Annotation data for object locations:
## Start

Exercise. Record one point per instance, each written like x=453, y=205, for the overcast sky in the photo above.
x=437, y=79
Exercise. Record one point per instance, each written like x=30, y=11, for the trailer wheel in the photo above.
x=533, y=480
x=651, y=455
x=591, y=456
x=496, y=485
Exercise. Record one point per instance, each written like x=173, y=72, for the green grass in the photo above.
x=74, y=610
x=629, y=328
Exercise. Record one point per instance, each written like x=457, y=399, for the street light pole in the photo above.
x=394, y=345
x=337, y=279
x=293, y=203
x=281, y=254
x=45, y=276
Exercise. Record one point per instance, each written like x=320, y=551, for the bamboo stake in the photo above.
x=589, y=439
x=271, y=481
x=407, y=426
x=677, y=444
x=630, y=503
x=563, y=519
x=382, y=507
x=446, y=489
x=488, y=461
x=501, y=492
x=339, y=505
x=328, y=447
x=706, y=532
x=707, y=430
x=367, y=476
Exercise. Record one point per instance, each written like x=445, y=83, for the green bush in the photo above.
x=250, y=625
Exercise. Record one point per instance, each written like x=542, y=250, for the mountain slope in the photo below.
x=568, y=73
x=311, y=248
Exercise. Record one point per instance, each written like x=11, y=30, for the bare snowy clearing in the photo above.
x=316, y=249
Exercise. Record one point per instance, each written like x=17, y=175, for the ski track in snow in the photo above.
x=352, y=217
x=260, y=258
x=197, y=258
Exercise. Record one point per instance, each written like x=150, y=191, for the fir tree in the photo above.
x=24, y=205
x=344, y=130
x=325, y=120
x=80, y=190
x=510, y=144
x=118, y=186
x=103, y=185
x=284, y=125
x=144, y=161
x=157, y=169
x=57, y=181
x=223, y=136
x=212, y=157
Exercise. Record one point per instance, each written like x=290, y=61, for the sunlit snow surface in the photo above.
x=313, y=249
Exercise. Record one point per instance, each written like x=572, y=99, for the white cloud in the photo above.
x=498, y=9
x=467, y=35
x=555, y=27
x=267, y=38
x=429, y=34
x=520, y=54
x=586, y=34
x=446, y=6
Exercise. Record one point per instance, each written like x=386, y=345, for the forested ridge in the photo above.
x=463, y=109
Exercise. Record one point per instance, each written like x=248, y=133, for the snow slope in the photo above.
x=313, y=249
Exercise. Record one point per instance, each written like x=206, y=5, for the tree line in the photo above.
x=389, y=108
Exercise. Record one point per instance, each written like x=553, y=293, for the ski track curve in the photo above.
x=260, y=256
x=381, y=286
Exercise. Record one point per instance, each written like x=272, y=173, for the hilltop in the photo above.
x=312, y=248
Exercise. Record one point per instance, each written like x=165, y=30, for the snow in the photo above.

## End

### Set task
Quote all of the records above word for word, keeping every line.

### Response
Exercise. Record one point per instance, each written like x=453, y=205, for the overcast sky in the photo above.
x=437, y=79
Exercise. Record one point per instance, each written like x=30, y=11, for the trailer wheel in the photo above.
x=533, y=480
x=651, y=455
x=591, y=456
x=496, y=485
Exercise. Record one point per instance, each written like x=173, y=72, for the green grass in the photo above.
x=74, y=610
x=629, y=328
Exercise. Record one point per instance, each written like x=457, y=399, for the street light pole in the photo above.
x=394, y=345
x=337, y=279
x=293, y=203
x=281, y=254
x=45, y=276
Exercise. Record one point per instance, each written like x=320, y=551, for the bamboo stake in the photo above.
x=589, y=439
x=271, y=481
x=407, y=426
x=677, y=444
x=630, y=503
x=563, y=519
x=382, y=507
x=446, y=489
x=488, y=461
x=501, y=492
x=339, y=505
x=328, y=447
x=706, y=532
x=707, y=430
x=367, y=476
Exercise. Record one point per instance, each written like x=445, y=83, for the green bush in the photo above.
x=250, y=625
Exercise. Record one point per instance, each written like x=542, y=250, for the mountain slope in the photo below.
x=568, y=73
x=311, y=248
Exercise. Record one point per instance, each written like x=11, y=30, for the bare snowy clearing in the photo above.
x=316, y=249
Exercise. Record one point per instance, each written like x=17, y=175, for the ski track in snow in the photo above.
x=352, y=217
x=260, y=258
x=197, y=258
Exercise. Record one point per instance, each written like x=150, y=191, for the fir tree in the photo above.
x=24, y=205
x=344, y=130
x=325, y=120
x=80, y=190
x=510, y=144
x=118, y=186
x=103, y=185
x=284, y=125
x=144, y=161
x=157, y=169
x=57, y=181
x=223, y=136
x=212, y=157
Exercise. Record one point per instance, each written like x=290, y=61, for the sunlit snow surface in the photo above.
x=313, y=249
Exercise. Record one point per instance, each written like x=572, y=99, for the white cloud in the photo above.
x=498, y=9
x=467, y=35
x=555, y=27
x=267, y=38
x=429, y=34
x=520, y=54
x=586, y=34
x=446, y=6
Exercise. Record one point per instance, each written like x=386, y=345, for the forested ridge in the photo above.
x=463, y=109
Exercise. Record one point per instance, each written like x=248, y=133, for the snow slope in the photo above.
x=313, y=249
Exercise. Record one point per instance, each written like x=206, y=5, for the tree line in the photo above.
x=389, y=108
Exercise. Record one point per instance, each written like x=553, y=293, for the ski track curve in the photo above.
x=260, y=256
x=381, y=286
Exercise. Record one point per instance, each written like x=272, y=173, for the hilltop in the photo above.
x=312, y=248
Exercise. Record one point per instance, each written like x=165, y=30, for the snow in the photo above.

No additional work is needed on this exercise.